* PROBLEM TO WORK ON: Return, exactly, the line that contains "of the window" together with all lines after it to the end of the entries, and no further lines.

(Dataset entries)

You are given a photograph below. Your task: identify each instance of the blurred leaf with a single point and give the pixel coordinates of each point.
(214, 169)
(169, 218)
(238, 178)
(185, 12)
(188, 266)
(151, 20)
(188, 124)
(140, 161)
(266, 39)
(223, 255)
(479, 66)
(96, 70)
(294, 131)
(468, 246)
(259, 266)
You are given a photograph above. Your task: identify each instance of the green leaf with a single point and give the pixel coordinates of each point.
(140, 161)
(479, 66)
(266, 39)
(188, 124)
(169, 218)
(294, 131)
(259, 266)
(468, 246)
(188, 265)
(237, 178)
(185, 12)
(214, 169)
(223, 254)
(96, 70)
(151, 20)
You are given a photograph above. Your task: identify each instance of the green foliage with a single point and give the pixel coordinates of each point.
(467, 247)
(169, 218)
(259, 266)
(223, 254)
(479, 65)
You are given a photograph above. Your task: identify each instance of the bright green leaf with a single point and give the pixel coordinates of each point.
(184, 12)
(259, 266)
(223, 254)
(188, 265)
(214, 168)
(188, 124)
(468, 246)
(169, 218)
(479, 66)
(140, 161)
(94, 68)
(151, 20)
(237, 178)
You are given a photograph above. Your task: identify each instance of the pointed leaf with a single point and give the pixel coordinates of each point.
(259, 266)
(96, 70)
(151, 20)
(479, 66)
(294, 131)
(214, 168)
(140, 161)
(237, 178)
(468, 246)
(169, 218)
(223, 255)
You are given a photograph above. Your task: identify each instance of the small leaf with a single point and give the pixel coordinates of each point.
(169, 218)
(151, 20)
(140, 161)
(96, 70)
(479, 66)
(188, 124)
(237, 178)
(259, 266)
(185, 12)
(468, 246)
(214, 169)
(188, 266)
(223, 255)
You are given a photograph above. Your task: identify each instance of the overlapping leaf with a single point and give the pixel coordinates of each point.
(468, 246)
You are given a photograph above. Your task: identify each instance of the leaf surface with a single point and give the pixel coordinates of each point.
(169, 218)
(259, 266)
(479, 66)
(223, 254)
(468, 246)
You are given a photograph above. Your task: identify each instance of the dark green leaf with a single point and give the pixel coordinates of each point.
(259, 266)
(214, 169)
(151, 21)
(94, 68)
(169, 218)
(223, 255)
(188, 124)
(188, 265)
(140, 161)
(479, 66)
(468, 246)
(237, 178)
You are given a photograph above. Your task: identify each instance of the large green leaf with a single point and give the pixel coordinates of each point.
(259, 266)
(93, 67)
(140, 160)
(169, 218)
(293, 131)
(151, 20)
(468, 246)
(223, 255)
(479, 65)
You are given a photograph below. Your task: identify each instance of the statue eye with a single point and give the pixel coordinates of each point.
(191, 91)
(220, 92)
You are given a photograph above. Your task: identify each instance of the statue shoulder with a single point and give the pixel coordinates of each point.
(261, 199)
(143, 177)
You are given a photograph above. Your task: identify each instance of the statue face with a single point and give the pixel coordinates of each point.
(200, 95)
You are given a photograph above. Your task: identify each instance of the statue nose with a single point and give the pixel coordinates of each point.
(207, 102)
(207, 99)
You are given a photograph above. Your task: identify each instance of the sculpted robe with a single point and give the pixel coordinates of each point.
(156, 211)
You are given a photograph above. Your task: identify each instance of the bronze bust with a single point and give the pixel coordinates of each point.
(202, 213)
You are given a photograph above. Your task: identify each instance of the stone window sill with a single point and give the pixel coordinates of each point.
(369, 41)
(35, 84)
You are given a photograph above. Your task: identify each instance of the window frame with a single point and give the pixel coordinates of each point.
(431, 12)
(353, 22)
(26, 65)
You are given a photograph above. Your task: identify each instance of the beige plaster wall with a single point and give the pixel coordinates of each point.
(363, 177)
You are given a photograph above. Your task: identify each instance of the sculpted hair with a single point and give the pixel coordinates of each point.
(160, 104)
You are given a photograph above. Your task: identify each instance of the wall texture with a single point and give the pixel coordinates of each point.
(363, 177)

* FULL SOLUTION:
You are given a photograph above. Your task: identify each instance of the window frame with a single point and give the pixel coordinates of each point.
(431, 12)
(353, 22)
(26, 65)
You are given a photograph above. Your task: identify each instance of the beige plaster wall with a single point and give the pixel coordinates of each point.
(363, 177)
You are given a photograph above. Your task: identify each instance of the sculpted hair with a single point and give the pixel coordinates of each point.
(160, 104)
You are given a photograph above. Your task: identify each instance of the wall texture with a single point and give the pixel coordinates of each point.
(363, 177)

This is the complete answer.